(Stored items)
-------

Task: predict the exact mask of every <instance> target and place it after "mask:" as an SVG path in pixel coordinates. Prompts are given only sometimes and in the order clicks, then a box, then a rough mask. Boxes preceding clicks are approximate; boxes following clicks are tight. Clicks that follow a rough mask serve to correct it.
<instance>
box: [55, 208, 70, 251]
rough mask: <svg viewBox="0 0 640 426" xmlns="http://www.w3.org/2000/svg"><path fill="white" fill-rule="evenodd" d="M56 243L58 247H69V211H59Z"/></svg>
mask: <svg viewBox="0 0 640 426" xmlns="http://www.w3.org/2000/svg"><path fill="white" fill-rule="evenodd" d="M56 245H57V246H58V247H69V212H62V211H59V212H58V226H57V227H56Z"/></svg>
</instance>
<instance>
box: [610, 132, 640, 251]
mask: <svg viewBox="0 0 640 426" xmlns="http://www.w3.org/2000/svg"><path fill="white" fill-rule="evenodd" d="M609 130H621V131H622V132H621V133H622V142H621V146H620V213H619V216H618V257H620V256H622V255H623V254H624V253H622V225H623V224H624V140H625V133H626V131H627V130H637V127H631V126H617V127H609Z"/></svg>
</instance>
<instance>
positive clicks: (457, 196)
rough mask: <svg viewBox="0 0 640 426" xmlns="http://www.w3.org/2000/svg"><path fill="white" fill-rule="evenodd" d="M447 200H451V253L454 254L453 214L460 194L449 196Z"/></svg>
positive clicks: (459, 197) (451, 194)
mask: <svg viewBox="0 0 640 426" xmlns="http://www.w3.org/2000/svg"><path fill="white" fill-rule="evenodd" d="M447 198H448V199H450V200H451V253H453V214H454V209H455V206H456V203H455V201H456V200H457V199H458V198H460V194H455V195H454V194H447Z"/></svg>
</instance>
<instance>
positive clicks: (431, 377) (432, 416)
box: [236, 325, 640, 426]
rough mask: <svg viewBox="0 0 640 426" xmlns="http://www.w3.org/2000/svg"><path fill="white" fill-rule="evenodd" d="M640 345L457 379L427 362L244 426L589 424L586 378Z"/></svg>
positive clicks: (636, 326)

-------

**EXERCISE PROMPT**
Arrange all lines of the records above as a numbered list, omitting any blank lines.

**EXERCISE SOLUTION**
1. Task: predict the exact mask of every <instance> target and place it after "mask:" as an SVG path in pixel coordinates. Prompts are given only sometimes and in the order clicks, then a box, then a rough mask. Boxes preceding clicks are approximate; boxes following clicks are tight. Clicks that follow a rough mask serve to correct it.
2. <instance>
3. box: [55, 208, 70, 251]
4. rough mask: <svg viewBox="0 0 640 426" xmlns="http://www.w3.org/2000/svg"><path fill="white" fill-rule="evenodd" d="M56 243L58 247H69V211H59Z"/></svg>
5. mask: <svg viewBox="0 0 640 426" xmlns="http://www.w3.org/2000/svg"><path fill="white" fill-rule="evenodd" d="M56 245H57V246H58V247H69V212H62V211H59V212H58V226H57V227H56Z"/></svg>
6. </instance>
7. <instance>
8. box: [610, 132, 640, 251]
9. mask: <svg viewBox="0 0 640 426" xmlns="http://www.w3.org/2000/svg"><path fill="white" fill-rule="evenodd" d="M609 130H621V131H622V132H621V133H622V142H621V146H620V213H619V216H618V257H620V256H622V255H623V254H624V253H622V225H623V224H624V140H625V133H626V131H627V130H637V127H631V126H617V127H609Z"/></svg>
10. </instance>
11. <instance>
12. positive clicks: (457, 196)
13. rough mask: <svg viewBox="0 0 640 426" xmlns="http://www.w3.org/2000/svg"><path fill="white" fill-rule="evenodd" d="M447 200H451V253L454 254L453 214L460 194L449 196Z"/></svg>
14. positive clicks: (459, 197) (451, 194)
15. mask: <svg viewBox="0 0 640 426" xmlns="http://www.w3.org/2000/svg"><path fill="white" fill-rule="evenodd" d="M447 198H448V199H450V200H451V253H453V214H454V209H455V206H456V203H455V201H456V200H457V199H458V198H460V194H455V195H454V194H447Z"/></svg>
16. </instance>
17. <instance>
18. positive clicks: (431, 377) (432, 416)
19. box: [236, 325, 640, 426]
20. rough mask: <svg viewBox="0 0 640 426" xmlns="http://www.w3.org/2000/svg"><path fill="white" fill-rule="evenodd" d="M640 345L457 379L427 362L244 426L589 424L586 378Z"/></svg>
21. positive clicks: (636, 326)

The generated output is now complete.